## Task requirements
Repeat all of the data exactly. Leave nothing out.
Start of Block
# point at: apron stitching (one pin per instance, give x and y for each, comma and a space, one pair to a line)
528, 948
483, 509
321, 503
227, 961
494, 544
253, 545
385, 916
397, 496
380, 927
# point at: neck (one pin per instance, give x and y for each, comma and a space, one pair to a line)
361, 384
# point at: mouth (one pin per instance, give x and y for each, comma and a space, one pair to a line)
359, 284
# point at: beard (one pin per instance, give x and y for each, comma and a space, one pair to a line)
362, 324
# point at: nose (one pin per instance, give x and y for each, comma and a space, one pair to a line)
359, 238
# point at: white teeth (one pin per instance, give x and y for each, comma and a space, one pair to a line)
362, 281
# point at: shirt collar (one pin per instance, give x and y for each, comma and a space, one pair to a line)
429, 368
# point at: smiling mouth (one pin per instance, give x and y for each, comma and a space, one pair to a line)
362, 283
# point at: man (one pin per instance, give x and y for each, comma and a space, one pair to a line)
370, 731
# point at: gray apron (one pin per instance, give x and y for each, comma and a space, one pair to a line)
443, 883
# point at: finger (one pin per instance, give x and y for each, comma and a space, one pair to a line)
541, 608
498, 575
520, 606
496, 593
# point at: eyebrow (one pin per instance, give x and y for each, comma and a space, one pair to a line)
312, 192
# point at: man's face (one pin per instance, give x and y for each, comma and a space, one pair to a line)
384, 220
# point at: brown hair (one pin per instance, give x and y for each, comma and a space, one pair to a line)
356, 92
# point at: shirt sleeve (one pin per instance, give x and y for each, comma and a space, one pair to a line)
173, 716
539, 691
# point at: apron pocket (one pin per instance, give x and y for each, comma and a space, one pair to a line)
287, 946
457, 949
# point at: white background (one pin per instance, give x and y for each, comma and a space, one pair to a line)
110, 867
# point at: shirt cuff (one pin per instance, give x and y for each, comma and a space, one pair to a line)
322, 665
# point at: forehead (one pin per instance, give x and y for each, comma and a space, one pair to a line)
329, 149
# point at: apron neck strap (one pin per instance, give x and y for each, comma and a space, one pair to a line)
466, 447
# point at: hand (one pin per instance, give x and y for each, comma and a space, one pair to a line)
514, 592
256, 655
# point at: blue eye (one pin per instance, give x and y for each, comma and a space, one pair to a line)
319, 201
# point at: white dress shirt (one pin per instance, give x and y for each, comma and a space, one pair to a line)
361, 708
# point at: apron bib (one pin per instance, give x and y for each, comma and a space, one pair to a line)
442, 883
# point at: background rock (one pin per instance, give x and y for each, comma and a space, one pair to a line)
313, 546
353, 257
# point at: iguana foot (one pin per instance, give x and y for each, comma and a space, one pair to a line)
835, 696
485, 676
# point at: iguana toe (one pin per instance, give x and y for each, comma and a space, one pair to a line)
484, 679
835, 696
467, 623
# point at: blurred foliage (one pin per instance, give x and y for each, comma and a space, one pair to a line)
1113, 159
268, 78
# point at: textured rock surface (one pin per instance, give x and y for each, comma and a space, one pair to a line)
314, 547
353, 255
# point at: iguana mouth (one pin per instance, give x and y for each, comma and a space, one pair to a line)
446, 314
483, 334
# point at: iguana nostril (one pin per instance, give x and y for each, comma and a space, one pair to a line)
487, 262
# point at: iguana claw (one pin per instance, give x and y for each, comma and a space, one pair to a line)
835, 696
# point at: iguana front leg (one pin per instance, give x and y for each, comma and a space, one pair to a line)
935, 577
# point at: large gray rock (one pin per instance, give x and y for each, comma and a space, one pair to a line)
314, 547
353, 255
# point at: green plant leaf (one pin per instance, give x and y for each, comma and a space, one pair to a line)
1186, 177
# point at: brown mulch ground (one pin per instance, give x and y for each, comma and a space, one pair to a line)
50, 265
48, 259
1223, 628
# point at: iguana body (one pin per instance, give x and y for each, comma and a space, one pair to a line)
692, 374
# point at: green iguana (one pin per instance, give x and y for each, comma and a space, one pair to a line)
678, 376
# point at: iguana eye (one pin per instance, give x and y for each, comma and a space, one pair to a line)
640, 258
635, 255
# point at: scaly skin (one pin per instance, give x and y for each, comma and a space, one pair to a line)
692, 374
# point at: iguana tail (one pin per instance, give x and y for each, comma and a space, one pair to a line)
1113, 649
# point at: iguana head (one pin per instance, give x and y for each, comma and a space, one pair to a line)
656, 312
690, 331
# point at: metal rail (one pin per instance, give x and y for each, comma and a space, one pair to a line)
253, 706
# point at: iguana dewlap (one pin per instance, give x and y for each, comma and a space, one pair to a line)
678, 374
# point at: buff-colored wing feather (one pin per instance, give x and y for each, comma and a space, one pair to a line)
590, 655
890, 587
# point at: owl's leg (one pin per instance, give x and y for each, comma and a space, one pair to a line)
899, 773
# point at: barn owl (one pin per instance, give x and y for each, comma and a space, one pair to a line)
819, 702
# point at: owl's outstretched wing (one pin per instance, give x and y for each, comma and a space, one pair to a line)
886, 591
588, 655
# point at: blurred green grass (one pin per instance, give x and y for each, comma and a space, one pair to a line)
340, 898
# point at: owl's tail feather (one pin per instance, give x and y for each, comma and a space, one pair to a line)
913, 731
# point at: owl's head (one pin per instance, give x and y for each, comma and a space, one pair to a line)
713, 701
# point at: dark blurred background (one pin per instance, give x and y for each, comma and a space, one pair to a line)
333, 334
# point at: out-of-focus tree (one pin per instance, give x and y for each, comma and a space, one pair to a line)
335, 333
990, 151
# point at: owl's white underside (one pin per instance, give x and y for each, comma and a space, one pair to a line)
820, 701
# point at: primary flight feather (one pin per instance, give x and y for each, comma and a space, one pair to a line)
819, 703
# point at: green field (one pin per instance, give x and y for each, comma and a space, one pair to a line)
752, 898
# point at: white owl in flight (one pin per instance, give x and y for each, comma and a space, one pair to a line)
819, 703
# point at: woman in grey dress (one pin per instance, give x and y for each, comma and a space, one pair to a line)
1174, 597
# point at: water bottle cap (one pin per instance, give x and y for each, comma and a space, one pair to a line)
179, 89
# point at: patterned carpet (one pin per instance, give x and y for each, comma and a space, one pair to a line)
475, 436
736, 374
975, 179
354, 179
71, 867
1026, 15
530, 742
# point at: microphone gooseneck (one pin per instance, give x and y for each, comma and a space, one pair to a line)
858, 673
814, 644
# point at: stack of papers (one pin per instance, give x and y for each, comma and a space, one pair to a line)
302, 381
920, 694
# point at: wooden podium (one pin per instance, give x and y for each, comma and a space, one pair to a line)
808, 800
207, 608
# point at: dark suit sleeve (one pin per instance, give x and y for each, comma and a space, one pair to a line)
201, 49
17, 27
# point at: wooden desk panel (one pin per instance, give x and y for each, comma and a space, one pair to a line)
End of Block
## Completed exercise
# point at: apron stitching (one pin per instance, give x and y for each, comma and a space, one pair to a line)
528, 948
483, 509
321, 503
227, 961
494, 544
253, 545
385, 916
397, 496
380, 927
# point at: neck (one pin per instance, give x and y for each, comma and a space, one pair to a line)
361, 384
# point at: mouth (one pin per instance, give x and y for each, comma and a space, one pair to a line)
359, 284
# point at: beard (one pin per instance, give x and y for each, comma and a space, one pair to a line)
362, 324
# point at: nose (one pin per instance, give x and y for each, comma and a space, one pair to a line)
359, 238
# point at: white teeth (one pin per instance, give x and y for each, comma and a space, one pair to a line)
362, 281
# point at: shirt collar (one pin per instance, give x and y for each, comma and a space, one pair to a line)
429, 368
# point at: smiling mouth (one pin per instance, give x and y for each, comma and a space, one pair to a line)
362, 283
# point at: man (one pin per instance, give x and y for each, comma and a space, one pair to a line)
370, 731
# point at: gray apron (one pin per instance, give x and y for each, comma and a space, one pair to a line)
443, 883
# point at: finger (one pin per instance, give x and y for each, comma and a space, one pair to a line)
541, 608
498, 575
520, 606
496, 593
# point at: eyebrow (one pin per instance, give x and y for each, comma and a space, one pair to a line)
312, 192
# point at: man's face (one pin per instance, give x and y for each, comma and a space, one pair to a line)
384, 220
# point at: brown hair (one pin per instance, give x and y for each, comma and a space, one pair to a line)
356, 92
# point at: shirt sleeve (one pin per instance, give x and y for each, comma and a space, one pair to a line)
173, 716
539, 691
# point at: apron pocket (one pin per instance, give x and y for each, comma and a space, one pair to a line)
287, 946
457, 949
# point at: white background (one pin per instance, give x and y for each, comma and a space, one pair to a line)
110, 867
# point at: shirt cuff (one pin per instance, give x and y for each, comma and a space, one pair to a line)
322, 665
# point at: forehead (one pin per instance, give x and y for each, comma and a space, one pair to a line)
329, 149
# point at: apron neck strap (one pin per instance, give x and y for each, comma and a space, one pair to a line)
466, 447
# point at: hand (one pin per instance, give x and y for each, comma and a space, one pair to a line)
514, 592
256, 655
# point at: blue eye (one pin per instance, give x and y for each, comma and a space, one pair to a line)
319, 201
# point at: white dress shirt (one pin per instance, give x and y for each, comma and a space, one pair to a line)
361, 708
# point at: apron bib (one pin per instance, give x and y for each, comma and a space, one pair to a line)
442, 883
# point at: background rock (one pin per instance, give x and y for each, comma and a space, one pair to a line)
313, 546
353, 257
# point at: iguana foot (one pin per instance, give x and y for each, comma and a space, one pair to a line)
835, 696
485, 676
# point at: iguana toe (one pin per instance, give x and y for each, comma and a space, one pair to a line)
484, 679
835, 696
467, 623
# point at: blurred foliage (one pin per instance, give x and y for each, comma and a space, one pair to a line)
1113, 159
268, 78
# point at: textured rock surface (one pin per instance, give x and y for each, comma and a space, one pair to a line)
314, 547
353, 255
# point at: iguana mouth (one pin per instance, give x and y for each, comma and a space, one pair to a line)
446, 314
483, 334
# point at: iguana nostril (one pin per instance, give x and y for each, comma and a space, one pair to a line)
487, 262
# point at: iguana claw (one pin per instance, give x and y for each, comma and a space, one pair to a line)
835, 696
# point at: iguana front leg (one pin per instance, give x and y for each, comma and a space, one pair to a line)
935, 577
# point at: large gray rock (one pin per instance, give x and y for each, comma and a space, one pair to a line)
314, 547
353, 255
# point at: green plant leaf (one pin per instance, give x and y for each, comma and a space, one pair to a line)
1186, 177
# point at: brown mulch ground (one pin per instance, give x and y for each, comma and a space, one pair to a line)
50, 265
48, 259
1223, 628
# point at: iguana body (one pin per instance, give x and y for each, comma and a space, one pair to a line)
692, 374
# point at: green iguana (one pin per instance, give x and y for each, comma and a space, one pair to a line)
678, 376
# point at: iguana eye (one pin per instance, give x and y for each, comma and a space, one pair to a line)
640, 258
635, 255
# point at: scaly skin (one pin per instance, give x and y for each, comma and a space, one pair to a line)
692, 374
# point at: iguana tail (one pin per instance, give x and y for each, comma and a space, one pair to a line)
1113, 649
# point at: iguana head (one pin per instance, give x and y for each, comma and a space, one pair to a line)
656, 312
690, 331
# point at: metal rail (one pin per instance, give x and y for each, comma and a space, one pair to a line)
253, 706
# point at: iguana dewlap (one pin per instance, give x and y for each, comma and a space, one pair to a line)
678, 374
# point at: buff-colored wing feather (one pin per instance, give x and y for each, comma and a space, one pair to a line)
590, 655
890, 587
# point at: owl's leg (one pin per instance, give x and y for each, comma and a space, one pair to a line)
899, 773
# point at: barn owl (one pin per instance, give x and y for each, comma and a space, one pair to a line)
819, 702
# point at: owl's outstretched wing (one pin per instance, give x and y for each, comma and a space, one pair to a line)
886, 591
588, 655
# point at: blurred green grass (one pin per instance, give x and y for each, comma and a space, one pair to a line)
340, 898
# point at: owl's tail feather (one pin per instance, give x and y for each, comma and a space, one pair to a line)
913, 731
# point at: owl's head (one pin per instance, give x and y for each, comma and a space, one pair to a line)
713, 701
# point at: dark blurred background (one pin per instance, give x and y for each, comma and a space, one pair to a line)
333, 334
# point at: out-of-focus tree (one pin per instance, give x and y for each, comma and a space, one pair to a line)
335, 333
990, 151
# point at: owl's white underside (one pin per instance, give x and y for each, comma and a space, one pair to a line)
820, 701
# point at: primary flight feather (one pin per instance, give x and y for each, comma and a space, one pair to a line)
819, 703
# point at: green field (one pin per instance, give x and y for each, comma and a space, one pair to a line)
752, 898
# point at: white owl in flight (one pin per instance, give x and y for each, comma and a space, one pair to a line)
819, 703
# point at: woman in grey dress (one pin per instance, give x and y for each, comma and a space, one pair to a line)
1174, 597
# point at: water bottle cap (one pin per instance, give x and y for each, comma and a space, one pair to a line)
179, 89
# point at: patterned carpet (one pin per instance, give x and y for each, comma and a space, one pair to a line)
475, 436
736, 374
975, 179
354, 179
71, 867
1026, 15
530, 742
# point at: microphone gooseneck (one pin per instance, give x and y for each, comma and a space, one pair to a line)
858, 673
814, 644
# point at: stack of papers (one pin per instance, give x and y for each, comma and a space, one pair to a line)
302, 381
920, 694
# point at: wooden podium (one pin per instance, give x and y for each, comma and a space, one pair to a line)
808, 800
207, 608
# point at: dark suit sleeve (one pin per instance, give x and y for each, comma and a space, one pair to a line)
201, 49
17, 27
# point at: wooden desk panel (one pin per instance, give x and y for each, comma and a space, one pair to a line)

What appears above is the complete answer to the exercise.